*Records to process:*
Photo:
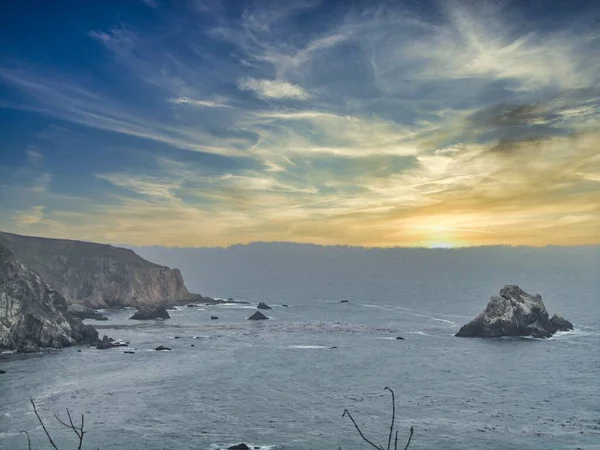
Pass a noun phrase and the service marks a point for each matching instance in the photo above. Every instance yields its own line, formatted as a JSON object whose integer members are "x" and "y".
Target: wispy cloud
{"x": 199, "y": 103}
{"x": 35, "y": 215}
{"x": 273, "y": 89}
{"x": 34, "y": 157}
{"x": 381, "y": 125}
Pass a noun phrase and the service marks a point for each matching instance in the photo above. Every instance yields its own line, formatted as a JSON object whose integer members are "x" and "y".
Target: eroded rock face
{"x": 83, "y": 312}
{"x": 33, "y": 315}
{"x": 97, "y": 275}
{"x": 514, "y": 313}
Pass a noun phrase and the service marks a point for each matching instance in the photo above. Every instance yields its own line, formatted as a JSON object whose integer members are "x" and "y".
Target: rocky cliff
{"x": 97, "y": 275}
{"x": 514, "y": 313}
{"x": 33, "y": 315}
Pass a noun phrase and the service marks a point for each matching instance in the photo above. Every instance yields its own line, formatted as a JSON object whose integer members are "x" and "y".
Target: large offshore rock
{"x": 514, "y": 313}
{"x": 151, "y": 314}
{"x": 32, "y": 314}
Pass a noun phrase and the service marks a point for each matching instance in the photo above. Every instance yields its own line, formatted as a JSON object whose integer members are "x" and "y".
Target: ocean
{"x": 284, "y": 383}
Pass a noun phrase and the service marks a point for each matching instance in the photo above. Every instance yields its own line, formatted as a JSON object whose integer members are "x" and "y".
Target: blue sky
{"x": 199, "y": 123}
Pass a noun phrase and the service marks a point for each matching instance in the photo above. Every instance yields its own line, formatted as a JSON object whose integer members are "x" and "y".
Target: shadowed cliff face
{"x": 33, "y": 315}
{"x": 97, "y": 275}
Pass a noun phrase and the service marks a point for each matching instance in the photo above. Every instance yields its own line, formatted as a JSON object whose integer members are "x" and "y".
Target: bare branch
{"x": 77, "y": 430}
{"x": 393, "y": 415}
{"x": 61, "y": 422}
{"x": 42, "y": 424}
{"x": 346, "y": 412}
{"x": 28, "y": 440}
{"x": 409, "y": 438}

*Brief:* Output all of the data exactly as it stands, minus any images.

*Solved exercise:*
Photo:
Pass a noun phrase and the service marks a point for each matching instance in the photo above. Every instance yields its own line, formatted as a JSON object whose integer members are "x" and "y".
Target: wispy cloud
{"x": 199, "y": 103}
{"x": 35, "y": 215}
{"x": 273, "y": 89}
{"x": 34, "y": 157}
{"x": 381, "y": 125}
Pass a noun phrase and the service marks a point for each matching instance in the photo above. Every instance yields its own line, formatted as a JSON object whose integer members are "x" and "y".
Target: eroded rock face
{"x": 83, "y": 312}
{"x": 33, "y": 315}
{"x": 97, "y": 275}
{"x": 514, "y": 313}
Pass a noun phrase and the service marks a point for each matching instance in the photo above. Every instance yields its own line, formatted as a JSON object whose integer members are "x" and "y".
Target: rocky cliff
{"x": 97, "y": 275}
{"x": 514, "y": 313}
{"x": 33, "y": 315}
Pass a noun phrase and the service marks a point for each matching instance in the photo above. Every instance yields its own line, formatted as a JSON object whose integer members are "x" and "y".
Target: large offshore rock
{"x": 514, "y": 313}
{"x": 151, "y": 314}
{"x": 32, "y": 314}
Pass a noun phrase and the service marks a point for each matching instance in the photo above. Every instance yields its own line, formatted as a JSON object whose integer members are "x" and "y".
Target: ocean
{"x": 284, "y": 383}
Pass a noun phrase and the service marks a point for each matching instance in the photo above. Every instance yields its own line, formatted as a JSON object whose integer members are "x" and "y".
Target: blue sky
{"x": 199, "y": 123}
Pass a noun phrase and the service marks a point for each matching instance in the photo above. Every instance yields its own line, formatted as a JSON object whose integer members are "x" and "y".
Target: shadowed cliff face
{"x": 33, "y": 315}
{"x": 97, "y": 275}
Pass a noun phrase and the service marks a point for each matching instance in the photo above. Every instance yields its own line, formatted as a JSON object whose integer members are "x" and "y".
Target: bare branch
{"x": 77, "y": 430}
{"x": 393, "y": 415}
{"x": 61, "y": 422}
{"x": 42, "y": 424}
{"x": 346, "y": 412}
{"x": 28, "y": 440}
{"x": 409, "y": 438}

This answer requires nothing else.